====== GIVEN PASSAGE ======

I Get the News I need From the Weather Report or Come and listen  –Simon and Garfunkel and Psalm 66:14

I think it’s safe to say that we are at least somewhat obsessed with weather forecasts and predictions in this region.  Most folks who joined in the Faith Over Fear: Choosing Unity Over Extremism interfaith pilgrimage on Sunday had heard and prepared, at least based on outward appearances. That the pilgrims came out in such blustery weather suggests all were resolved to do some internal prep as well.

While walking with Miriam and Carol, we shared some wide-ranging concerns over where we find ourselves as a nation—such extreme language, such different perspectives. It is difficult to watch and listen to the daily divisive installments now available 24/7. We moderate intake for our wellbeing. Is dialogue possible with fellow citizens expressing such opposing frames of reference? The sense of urgency and yearning for unity, love, acceptance of and safety for all God’s children seemed to propel those sharing prayer and steps from the Washington Hebrew Congregation to the Cathedral and finally down Massachusetts Avenue to the Islamic Center.

In Advent we are made keenly aware of the call to listen and to hear, to pay attention, to do something—prepare! Sleepers awake! A Voice astounds us! Hark! Tis the watchman’s cry! Lo, the Baptist’s herald cry. Hark, a Thrilling Voice is Sounding. There’s a voice in the wilderness crying.

We learn in today’s gospel reading one consequence of not truly hearing. Zechariah, who did not believe the angel Gabriel, was made temporarily mute until the birth of his son John the Baptist!

Our interfaith leaders offered inspiring and challenging words, words we wanted and needed to hear. In his Call to Conscience, Imam Johari Abdul-Malik, boldly proposed that we have ignored and not heard some voices in our midst, and perhaps the anger, fear, and distrust that we are witnessing are consequences.

As we seek in this new year to dig deeper and build understanding among our faith communities, let us strive to listen and hear with compassion, mercy and understanding. Help us, O Lord, to offer love where there is hate and to extend warm hospitality and protection to the stranger.  Let us gather for homemade soups, conversation and action.

Soon we will be singing Charles Wesley’s “Hark! The Herald Angels Sing!” Our work lays ahead to welcome in the newborn King. As Presiding Bishop Michael Curry preached, passionately referring to the poem by Langston Hughes, “hold fast to dreams.”

======

» TASK LIST:
(a) In the Advent reflection, what happened to Zechariah after he did not believe the angel Gabriel?
(b) Print the Advent reflection from "As we seek in" up to and including "conversation and action.", without changing a word.

====== EXTRACTED ENTRIES ======

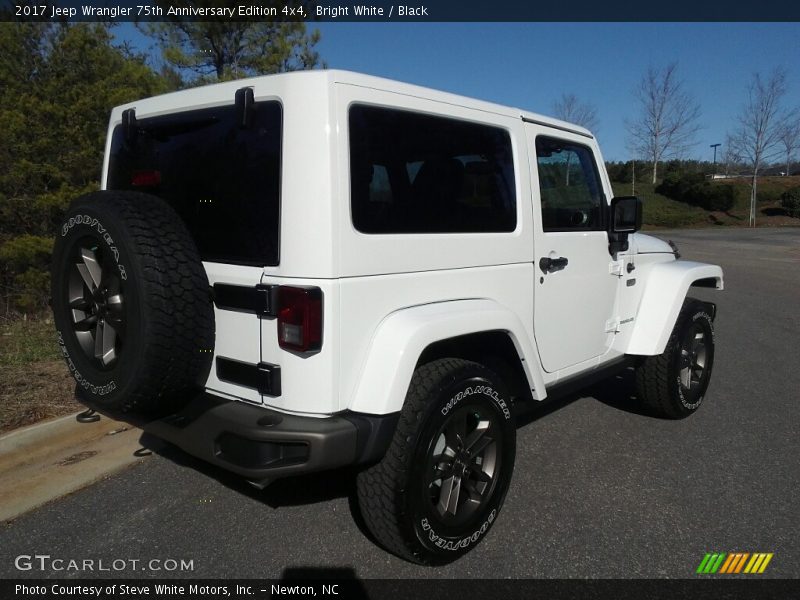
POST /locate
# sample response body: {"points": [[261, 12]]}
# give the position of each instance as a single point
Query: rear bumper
{"points": [[262, 444]]}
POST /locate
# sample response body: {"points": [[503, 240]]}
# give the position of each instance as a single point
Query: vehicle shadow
{"points": [[617, 392]]}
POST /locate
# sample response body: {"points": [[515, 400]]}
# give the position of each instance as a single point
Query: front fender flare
{"points": [[403, 335], [663, 296]]}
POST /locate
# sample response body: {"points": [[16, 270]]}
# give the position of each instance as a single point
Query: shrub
{"points": [[24, 272], [694, 189], [790, 202]]}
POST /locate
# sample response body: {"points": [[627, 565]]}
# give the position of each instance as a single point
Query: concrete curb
{"points": [[48, 460]]}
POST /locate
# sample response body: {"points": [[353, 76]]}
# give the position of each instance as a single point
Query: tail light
{"points": [[299, 318]]}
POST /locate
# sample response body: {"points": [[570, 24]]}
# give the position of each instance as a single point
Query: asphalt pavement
{"points": [[599, 489]]}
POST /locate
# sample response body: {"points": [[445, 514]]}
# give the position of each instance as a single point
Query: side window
{"points": [[416, 173], [572, 197]]}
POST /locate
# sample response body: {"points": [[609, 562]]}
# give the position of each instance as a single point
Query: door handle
{"points": [[548, 265]]}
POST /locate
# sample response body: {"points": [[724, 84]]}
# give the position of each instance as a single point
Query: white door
{"points": [[575, 293]]}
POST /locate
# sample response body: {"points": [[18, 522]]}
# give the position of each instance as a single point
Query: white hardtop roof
{"points": [[380, 83]]}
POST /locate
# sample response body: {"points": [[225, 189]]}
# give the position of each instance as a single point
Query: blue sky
{"points": [[529, 65]]}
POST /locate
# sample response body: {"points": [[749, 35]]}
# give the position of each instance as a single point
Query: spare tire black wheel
{"points": [[131, 303]]}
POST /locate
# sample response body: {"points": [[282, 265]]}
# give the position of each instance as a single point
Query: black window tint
{"points": [[222, 179], [415, 173], [572, 197]]}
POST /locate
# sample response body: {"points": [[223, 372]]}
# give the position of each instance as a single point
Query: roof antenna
{"points": [[129, 126], [245, 101]]}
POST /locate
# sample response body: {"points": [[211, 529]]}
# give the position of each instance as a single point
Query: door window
{"points": [[571, 194]]}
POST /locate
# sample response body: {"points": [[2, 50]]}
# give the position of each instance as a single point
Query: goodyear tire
{"points": [[673, 384], [131, 303], [442, 483]]}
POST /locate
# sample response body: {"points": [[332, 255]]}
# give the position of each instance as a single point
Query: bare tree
{"points": [[667, 124], [761, 122], [569, 108], [789, 139], [731, 155]]}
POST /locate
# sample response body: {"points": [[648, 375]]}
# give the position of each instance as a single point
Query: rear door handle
{"points": [[548, 265]]}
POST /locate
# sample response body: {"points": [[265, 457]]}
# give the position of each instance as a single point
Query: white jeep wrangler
{"points": [[311, 270]]}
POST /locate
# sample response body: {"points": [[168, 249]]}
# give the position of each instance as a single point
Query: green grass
{"points": [[660, 211], [28, 341]]}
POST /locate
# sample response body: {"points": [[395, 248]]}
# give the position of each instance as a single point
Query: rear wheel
{"points": [[131, 302], [443, 480], [673, 384]]}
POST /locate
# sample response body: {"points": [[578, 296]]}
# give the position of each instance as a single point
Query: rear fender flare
{"points": [[403, 335]]}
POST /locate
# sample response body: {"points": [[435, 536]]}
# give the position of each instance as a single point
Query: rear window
{"points": [[416, 173], [222, 179]]}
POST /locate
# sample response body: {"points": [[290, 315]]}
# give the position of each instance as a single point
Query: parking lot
{"points": [[599, 489]]}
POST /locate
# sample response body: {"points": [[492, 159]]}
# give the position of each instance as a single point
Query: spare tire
{"points": [[131, 303]]}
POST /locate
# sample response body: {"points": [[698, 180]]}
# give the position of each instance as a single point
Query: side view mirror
{"points": [[626, 215]]}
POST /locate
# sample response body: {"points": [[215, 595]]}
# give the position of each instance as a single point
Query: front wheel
{"points": [[674, 383], [443, 480]]}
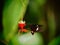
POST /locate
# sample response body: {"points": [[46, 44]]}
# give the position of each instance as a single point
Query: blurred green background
{"points": [[42, 12]]}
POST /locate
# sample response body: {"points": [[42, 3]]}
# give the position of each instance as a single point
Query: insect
{"points": [[21, 25], [35, 28]]}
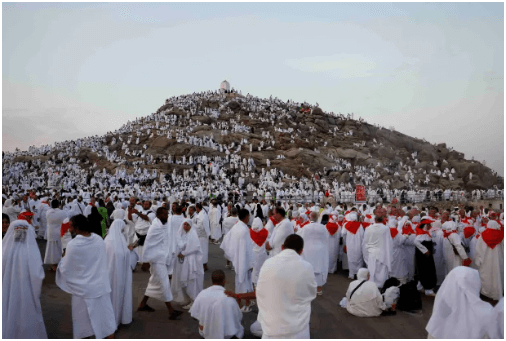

======

» SET OF ANSWERS:
(a) He was made temporarily mute until the birth of his son John the Baptist.

(b)
As we seek in this new year to dig deeper and build understanding among our faith communities, let us strive to listen and hear with compassion, mercy and understanding. Help us, O Lord, to offer love where there is hate and to extend warm hospitality and protection to the stranger.  Let us gather for homemade soups, conversation and action.